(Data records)
%%
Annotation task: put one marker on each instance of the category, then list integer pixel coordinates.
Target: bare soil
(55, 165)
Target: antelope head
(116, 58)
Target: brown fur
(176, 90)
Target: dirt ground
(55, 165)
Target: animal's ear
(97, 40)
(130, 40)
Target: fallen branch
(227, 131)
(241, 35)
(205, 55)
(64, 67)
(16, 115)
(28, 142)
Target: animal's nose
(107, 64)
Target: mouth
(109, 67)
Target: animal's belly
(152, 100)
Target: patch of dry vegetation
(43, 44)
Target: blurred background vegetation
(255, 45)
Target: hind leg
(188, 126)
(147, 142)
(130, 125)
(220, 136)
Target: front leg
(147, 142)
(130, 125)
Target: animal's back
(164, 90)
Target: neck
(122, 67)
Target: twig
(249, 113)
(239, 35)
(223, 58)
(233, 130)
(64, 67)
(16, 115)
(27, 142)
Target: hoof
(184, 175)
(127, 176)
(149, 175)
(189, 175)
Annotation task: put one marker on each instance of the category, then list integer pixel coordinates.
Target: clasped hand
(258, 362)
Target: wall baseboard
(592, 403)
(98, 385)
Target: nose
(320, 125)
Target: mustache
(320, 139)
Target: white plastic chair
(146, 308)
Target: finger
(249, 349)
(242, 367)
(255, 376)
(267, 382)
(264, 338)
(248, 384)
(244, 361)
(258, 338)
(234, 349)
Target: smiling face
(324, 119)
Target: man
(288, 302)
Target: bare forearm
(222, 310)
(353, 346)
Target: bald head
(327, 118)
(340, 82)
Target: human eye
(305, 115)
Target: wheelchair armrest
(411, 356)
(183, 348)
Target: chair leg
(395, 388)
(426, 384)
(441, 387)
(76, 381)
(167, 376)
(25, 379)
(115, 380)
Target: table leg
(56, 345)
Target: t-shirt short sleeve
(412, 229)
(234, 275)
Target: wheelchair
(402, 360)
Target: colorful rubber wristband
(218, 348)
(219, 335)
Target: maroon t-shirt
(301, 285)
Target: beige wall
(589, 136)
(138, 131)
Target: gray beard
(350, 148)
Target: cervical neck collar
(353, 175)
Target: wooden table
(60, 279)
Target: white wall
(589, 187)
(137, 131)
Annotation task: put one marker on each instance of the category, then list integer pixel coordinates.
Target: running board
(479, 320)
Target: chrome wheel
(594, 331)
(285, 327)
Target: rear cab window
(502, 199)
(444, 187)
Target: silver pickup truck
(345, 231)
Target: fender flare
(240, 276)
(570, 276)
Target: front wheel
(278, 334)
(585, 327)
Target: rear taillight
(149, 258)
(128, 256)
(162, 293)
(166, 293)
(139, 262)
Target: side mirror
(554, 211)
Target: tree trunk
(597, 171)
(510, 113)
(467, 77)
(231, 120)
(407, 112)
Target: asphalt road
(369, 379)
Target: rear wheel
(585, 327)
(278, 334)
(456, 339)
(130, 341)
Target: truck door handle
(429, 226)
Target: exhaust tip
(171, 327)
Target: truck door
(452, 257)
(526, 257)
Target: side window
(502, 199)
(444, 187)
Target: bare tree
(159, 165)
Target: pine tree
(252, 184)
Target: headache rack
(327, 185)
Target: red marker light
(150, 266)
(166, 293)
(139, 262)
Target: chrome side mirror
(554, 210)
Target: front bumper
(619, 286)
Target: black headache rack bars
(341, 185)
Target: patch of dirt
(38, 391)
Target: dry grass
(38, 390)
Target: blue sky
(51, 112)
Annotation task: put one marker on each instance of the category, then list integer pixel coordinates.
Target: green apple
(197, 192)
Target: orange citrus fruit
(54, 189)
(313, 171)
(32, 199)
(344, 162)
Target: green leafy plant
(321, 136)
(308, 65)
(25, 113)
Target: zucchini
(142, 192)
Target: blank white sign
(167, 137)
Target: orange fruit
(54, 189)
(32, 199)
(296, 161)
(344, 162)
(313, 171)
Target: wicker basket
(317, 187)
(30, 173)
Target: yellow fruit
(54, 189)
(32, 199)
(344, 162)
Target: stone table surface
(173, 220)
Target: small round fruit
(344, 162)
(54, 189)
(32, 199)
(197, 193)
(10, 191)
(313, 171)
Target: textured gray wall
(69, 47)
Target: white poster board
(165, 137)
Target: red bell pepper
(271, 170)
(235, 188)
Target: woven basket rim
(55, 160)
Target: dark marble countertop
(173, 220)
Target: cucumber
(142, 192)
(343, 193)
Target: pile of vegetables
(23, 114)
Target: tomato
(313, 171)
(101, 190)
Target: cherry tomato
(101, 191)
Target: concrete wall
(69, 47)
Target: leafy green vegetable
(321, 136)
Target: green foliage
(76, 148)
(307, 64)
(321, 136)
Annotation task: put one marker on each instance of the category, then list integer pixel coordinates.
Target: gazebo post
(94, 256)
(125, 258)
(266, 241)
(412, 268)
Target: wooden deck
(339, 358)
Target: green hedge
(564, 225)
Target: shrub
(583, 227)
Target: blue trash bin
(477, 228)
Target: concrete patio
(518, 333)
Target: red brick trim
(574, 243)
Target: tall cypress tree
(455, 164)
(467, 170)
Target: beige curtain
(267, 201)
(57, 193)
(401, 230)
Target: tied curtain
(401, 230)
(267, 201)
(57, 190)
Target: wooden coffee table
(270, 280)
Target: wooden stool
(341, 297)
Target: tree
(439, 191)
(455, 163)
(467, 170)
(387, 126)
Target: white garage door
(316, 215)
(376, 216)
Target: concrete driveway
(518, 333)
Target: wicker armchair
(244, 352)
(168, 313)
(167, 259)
%%
%%
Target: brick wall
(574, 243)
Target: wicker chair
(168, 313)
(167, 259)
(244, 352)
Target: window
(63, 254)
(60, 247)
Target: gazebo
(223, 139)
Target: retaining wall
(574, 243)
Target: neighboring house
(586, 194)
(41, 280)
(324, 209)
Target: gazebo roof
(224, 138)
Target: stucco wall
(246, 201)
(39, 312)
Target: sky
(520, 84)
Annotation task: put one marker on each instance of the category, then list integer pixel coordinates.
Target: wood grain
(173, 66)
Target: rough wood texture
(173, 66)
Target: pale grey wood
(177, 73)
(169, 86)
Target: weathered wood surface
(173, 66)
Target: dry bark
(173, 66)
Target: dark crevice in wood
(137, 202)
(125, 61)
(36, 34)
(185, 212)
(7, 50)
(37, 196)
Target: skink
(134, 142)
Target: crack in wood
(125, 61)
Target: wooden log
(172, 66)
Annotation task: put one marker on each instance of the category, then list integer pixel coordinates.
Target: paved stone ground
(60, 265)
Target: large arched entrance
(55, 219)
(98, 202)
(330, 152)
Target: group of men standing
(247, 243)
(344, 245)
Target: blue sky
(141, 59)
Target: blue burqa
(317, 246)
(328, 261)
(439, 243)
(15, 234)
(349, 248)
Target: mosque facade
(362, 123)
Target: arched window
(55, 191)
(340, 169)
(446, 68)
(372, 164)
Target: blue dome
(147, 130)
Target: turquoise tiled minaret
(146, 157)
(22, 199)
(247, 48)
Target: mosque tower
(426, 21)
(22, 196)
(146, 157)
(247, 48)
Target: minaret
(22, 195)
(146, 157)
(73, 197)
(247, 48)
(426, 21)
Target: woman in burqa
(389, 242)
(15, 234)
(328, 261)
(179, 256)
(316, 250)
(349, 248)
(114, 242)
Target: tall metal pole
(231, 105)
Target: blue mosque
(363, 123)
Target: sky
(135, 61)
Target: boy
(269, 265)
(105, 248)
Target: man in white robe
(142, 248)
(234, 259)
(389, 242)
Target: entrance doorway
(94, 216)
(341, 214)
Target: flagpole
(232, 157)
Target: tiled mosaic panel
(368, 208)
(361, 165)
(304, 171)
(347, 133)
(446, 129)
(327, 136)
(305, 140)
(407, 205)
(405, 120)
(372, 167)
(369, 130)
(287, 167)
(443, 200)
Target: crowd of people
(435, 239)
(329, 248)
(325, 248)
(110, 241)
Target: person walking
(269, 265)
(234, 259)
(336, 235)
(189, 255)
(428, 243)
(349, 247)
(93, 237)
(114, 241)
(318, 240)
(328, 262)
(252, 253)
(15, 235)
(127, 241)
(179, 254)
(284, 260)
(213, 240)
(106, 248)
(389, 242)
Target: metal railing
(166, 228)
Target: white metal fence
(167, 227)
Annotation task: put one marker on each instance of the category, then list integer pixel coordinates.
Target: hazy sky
%%
%%
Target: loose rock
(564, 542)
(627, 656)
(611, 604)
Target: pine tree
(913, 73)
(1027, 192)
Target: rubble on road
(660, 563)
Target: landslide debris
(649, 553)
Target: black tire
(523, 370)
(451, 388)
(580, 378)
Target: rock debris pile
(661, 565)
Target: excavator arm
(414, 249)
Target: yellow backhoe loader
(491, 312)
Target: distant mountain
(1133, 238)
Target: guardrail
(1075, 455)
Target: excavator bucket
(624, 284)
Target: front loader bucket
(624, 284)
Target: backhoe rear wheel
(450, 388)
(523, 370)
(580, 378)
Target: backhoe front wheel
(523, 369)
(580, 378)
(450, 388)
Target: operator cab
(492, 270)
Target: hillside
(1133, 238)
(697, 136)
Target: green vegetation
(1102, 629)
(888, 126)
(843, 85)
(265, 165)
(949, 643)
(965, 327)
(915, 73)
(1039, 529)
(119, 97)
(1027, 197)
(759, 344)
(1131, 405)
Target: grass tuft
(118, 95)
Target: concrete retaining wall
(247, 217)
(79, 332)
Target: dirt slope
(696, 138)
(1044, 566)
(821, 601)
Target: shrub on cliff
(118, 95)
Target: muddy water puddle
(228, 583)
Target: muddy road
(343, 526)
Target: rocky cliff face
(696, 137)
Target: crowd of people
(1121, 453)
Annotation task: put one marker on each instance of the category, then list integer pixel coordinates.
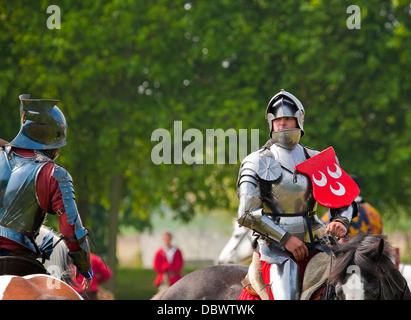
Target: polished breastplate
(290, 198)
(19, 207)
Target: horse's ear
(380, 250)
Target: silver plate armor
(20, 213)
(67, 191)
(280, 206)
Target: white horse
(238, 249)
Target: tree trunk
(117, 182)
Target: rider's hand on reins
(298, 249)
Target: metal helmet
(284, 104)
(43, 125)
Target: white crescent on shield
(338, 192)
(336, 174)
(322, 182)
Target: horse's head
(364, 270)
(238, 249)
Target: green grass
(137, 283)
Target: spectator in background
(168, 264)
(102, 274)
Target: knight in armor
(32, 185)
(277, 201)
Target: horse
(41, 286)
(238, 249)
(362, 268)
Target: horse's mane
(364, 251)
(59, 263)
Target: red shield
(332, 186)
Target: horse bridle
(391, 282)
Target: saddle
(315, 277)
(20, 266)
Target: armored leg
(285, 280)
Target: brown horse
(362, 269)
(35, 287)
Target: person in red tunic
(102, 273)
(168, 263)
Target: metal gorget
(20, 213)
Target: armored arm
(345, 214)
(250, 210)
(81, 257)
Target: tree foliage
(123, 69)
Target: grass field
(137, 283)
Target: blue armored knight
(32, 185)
%%
• [Activity]:
What is needed is an exact copy of the lines above, from the one containing "Target: arched window" through the one containing "Target: hazy sky", with nothing added.

• [Solution to this problem]:
Target: arched window
(55, 191)
(340, 169)
(446, 68)
(372, 164)
Target: blue dome
(147, 130)
Target: turquoise tiled minaret
(146, 157)
(22, 199)
(247, 48)
Target: mosque tower
(426, 21)
(22, 196)
(146, 157)
(247, 48)
Target: minaret
(22, 195)
(146, 157)
(73, 197)
(247, 48)
(426, 21)
Target: woman in burqa
(389, 242)
(15, 234)
(328, 261)
(179, 256)
(316, 250)
(349, 248)
(114, 242)
Target: tall metal pole
(231, 105)
Target: blue mosque
(363, 123)
Target: sky
(135, 61)
Target: boy
(269, 265)
(105, 248)
Target: man in white robe
(142, 248)
(234, 259)
(389, 242)
Target: entrance doorway
(94, 216)
(341, 214)
Target: flagpole
(232, 157)
Target: tiled mosaic panel
(368, 208)
(361, 165)
(304, 171)
(347, 133)
(446, 129)
(327, 136)
(305, 140)
(407, 205)
(405, 120)
(372, 167)
(369, 130)
(287, 167)
(443, 200)
Target: crowd of people
(435, 239)
(329, 248)
(325, 248)
(110, 241)
Target: person walking
(269, 265)
(234, 259)
(336, 235)
(189, 255)
(428, 243)
(349, 247)
(93, 237)
(114, 241)
(318, 240)
(328, 262)
(252, 253)
(15, 235)
(127, 241)
(179, 254)
(284, 260)
(213, 240)
(106, 248)
(389, 242)
Target: metal railing
(166, 228)
Target: white metal fence
(167, 227)
Annotation task: put one marker on each instance of the category, then list integer pixel coordinates.
Target: hazy sky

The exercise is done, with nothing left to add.